About this task: Will you quote precisely the lines that run from the top of the material below to the line containing "# test: locate() returns one point per instance of the steel", both ends included?

Material provided:
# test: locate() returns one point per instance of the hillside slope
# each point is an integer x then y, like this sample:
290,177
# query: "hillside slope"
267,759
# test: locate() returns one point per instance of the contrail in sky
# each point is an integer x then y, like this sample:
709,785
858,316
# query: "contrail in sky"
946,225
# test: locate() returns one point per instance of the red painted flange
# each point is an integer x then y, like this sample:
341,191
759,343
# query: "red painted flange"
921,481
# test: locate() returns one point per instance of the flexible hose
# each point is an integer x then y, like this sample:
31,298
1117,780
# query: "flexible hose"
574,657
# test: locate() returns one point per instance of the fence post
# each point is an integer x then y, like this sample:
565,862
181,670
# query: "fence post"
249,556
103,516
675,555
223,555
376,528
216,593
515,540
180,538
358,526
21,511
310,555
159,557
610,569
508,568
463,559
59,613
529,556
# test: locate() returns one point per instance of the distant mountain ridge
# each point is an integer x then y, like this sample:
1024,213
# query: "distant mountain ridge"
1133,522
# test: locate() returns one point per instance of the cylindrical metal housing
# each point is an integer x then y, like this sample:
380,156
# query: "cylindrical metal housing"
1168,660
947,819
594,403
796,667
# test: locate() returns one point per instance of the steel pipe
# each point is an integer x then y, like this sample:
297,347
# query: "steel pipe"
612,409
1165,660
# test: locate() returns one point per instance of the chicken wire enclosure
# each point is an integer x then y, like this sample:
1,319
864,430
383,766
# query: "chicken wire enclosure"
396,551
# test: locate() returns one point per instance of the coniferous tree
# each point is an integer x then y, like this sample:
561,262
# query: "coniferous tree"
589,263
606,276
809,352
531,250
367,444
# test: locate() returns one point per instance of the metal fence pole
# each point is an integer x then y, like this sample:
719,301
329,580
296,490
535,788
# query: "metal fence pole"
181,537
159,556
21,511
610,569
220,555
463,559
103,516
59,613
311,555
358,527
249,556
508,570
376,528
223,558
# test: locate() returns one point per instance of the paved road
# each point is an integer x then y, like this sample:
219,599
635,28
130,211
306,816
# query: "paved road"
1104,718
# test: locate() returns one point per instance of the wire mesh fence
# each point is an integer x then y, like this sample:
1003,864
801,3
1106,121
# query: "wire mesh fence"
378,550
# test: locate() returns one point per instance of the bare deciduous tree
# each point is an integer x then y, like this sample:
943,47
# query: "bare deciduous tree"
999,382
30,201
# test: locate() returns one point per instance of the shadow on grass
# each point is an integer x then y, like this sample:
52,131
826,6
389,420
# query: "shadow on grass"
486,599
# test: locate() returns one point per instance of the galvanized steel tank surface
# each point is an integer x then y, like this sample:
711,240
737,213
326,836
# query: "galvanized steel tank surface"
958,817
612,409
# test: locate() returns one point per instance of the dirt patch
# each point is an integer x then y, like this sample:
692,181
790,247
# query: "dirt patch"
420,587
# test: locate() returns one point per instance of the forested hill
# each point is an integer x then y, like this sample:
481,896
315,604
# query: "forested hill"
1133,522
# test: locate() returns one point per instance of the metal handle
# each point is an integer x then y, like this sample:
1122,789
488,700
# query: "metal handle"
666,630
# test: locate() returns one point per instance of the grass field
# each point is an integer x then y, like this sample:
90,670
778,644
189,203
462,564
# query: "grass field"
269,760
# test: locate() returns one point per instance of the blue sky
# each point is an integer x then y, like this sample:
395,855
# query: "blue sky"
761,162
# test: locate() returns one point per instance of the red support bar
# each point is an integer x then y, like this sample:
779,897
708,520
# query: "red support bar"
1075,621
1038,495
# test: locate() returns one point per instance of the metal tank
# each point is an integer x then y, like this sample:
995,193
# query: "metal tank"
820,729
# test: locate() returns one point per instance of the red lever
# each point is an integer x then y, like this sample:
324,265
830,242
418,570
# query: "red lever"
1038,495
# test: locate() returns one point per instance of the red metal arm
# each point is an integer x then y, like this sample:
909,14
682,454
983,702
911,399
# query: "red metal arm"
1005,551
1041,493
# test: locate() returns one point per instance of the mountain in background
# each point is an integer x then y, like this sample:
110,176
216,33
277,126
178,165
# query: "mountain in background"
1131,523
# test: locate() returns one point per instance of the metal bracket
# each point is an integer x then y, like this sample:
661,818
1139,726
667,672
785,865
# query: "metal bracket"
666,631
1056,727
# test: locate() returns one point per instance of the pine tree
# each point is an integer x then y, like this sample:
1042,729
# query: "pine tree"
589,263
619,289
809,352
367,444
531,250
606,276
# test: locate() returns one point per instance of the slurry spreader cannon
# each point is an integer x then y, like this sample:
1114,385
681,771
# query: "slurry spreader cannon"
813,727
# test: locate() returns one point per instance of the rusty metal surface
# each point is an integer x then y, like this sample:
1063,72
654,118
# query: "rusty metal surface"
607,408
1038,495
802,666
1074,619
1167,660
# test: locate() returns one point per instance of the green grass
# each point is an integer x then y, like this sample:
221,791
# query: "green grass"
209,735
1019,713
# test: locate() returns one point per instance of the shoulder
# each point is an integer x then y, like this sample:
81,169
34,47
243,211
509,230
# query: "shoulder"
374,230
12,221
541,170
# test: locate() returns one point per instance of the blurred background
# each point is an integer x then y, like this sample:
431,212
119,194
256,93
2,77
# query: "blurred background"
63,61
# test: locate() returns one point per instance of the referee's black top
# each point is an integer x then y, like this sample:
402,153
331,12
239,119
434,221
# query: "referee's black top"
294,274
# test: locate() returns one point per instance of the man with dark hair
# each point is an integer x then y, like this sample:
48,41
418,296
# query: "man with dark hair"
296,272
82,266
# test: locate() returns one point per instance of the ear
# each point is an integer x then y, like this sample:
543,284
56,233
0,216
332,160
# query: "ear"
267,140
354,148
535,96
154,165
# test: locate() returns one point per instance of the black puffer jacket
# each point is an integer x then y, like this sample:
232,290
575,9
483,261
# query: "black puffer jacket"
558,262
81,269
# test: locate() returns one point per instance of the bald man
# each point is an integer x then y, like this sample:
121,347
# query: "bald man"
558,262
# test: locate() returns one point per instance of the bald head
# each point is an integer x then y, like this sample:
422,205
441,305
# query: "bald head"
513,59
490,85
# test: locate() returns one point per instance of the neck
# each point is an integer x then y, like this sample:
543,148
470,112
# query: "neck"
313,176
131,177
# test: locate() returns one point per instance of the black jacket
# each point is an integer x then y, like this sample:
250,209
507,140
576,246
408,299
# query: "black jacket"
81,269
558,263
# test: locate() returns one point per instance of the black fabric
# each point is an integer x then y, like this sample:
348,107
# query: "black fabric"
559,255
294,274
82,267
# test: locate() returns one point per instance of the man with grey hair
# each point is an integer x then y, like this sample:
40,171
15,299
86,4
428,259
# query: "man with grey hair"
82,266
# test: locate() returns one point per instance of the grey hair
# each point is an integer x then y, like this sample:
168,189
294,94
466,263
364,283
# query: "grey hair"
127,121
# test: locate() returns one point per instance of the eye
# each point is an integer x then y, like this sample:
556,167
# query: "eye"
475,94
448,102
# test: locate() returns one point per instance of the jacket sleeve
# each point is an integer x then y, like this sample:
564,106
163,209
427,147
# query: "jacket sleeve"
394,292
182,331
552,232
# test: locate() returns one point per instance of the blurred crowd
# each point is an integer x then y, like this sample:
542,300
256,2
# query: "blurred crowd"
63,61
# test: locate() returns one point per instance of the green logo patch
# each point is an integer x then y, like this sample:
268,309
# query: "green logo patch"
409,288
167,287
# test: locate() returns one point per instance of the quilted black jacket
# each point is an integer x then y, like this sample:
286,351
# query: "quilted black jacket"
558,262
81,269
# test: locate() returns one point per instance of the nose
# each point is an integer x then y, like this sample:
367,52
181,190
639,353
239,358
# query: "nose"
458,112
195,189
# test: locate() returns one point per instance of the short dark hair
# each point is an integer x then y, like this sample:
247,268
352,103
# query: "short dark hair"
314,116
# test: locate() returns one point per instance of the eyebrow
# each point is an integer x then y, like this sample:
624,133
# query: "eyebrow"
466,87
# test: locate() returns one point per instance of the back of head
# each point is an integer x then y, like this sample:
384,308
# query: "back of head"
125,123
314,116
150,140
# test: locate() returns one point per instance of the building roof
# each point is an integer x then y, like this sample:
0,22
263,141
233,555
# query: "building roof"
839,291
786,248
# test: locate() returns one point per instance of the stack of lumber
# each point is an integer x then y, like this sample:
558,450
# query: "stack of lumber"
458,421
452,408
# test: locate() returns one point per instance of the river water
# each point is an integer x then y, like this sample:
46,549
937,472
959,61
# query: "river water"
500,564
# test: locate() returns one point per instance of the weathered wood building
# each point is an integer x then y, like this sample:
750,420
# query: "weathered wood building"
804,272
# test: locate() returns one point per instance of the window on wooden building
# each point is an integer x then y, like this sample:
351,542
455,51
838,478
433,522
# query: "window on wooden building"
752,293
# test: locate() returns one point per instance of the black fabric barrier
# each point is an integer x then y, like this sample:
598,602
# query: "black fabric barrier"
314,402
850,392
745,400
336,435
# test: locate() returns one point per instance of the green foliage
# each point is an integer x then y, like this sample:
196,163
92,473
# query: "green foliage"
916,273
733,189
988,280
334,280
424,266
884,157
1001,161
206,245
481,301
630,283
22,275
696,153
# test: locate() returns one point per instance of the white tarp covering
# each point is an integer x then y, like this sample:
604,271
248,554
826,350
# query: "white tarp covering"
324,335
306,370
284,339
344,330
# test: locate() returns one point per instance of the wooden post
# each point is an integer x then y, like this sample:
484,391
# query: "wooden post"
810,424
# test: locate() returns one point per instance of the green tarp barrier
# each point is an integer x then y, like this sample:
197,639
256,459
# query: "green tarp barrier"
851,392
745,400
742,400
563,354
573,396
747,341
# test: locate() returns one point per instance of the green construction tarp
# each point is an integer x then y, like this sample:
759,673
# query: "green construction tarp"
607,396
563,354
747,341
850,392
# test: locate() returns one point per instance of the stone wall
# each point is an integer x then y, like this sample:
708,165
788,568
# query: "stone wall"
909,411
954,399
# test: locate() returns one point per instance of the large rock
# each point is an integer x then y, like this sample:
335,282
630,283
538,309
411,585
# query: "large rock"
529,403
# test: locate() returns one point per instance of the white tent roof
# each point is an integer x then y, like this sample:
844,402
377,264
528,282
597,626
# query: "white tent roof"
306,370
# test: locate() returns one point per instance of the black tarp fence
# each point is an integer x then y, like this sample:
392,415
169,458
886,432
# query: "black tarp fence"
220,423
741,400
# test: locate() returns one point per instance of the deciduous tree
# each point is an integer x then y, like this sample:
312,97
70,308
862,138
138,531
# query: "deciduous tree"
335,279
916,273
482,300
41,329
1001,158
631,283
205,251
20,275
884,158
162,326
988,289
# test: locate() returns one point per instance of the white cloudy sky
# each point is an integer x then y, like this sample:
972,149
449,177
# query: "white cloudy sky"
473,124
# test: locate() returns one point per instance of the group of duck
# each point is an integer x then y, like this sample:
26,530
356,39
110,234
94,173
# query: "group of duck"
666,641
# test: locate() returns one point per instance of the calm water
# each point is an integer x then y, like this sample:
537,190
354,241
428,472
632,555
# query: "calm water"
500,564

Response:
# test: locate() returns one point per instance of the hillside slope
# each point is an integer x then y, like this sample:
290,177
# query: "hillside slope"
267,759
# test: locate() returns one point per instance of the contrail in sky
# each point is an integer x then y, like this sample:
709,785
858,316
# query: "contrail in sky"
946,225
# test: locate() returns one point per instance of the red painted flange
# each point is an integer x then y, like this sample:
341,191
759,343
# query: "red painted flange"
921,481
# test: locate() returns one point per instance of the flexible hose
# each point is an integer x then y, like this sample:
31,298
1117,780
# query: "flexible hose"
574,657
# test: locate() returns one point per instance of the fence post
# each point is an integer x then y, like this sample:
565,862
181,670
# query: "fence post"
249,556
103,516
675,555
223,555
376,528
216,593
515,540
180,538
358,526
21,511
310,555
159,557
610,569
508,568
463,559
59,613
529,556
# test: locate() returns one point per instance of the distant mountain ridge
# each point is an integer x then y, like this sample:
1024,213
# query: "distant mountain ridge"
1133,522
# test: locate() returns one point per instance of the cylindrical metal housing
# each point is an integer x then y, like this sample:
380,156
# query: "cylindrical metal housing"
1168,660
947,819
594,403
796,667
# test: locate() returns one point per instance of the steel pipe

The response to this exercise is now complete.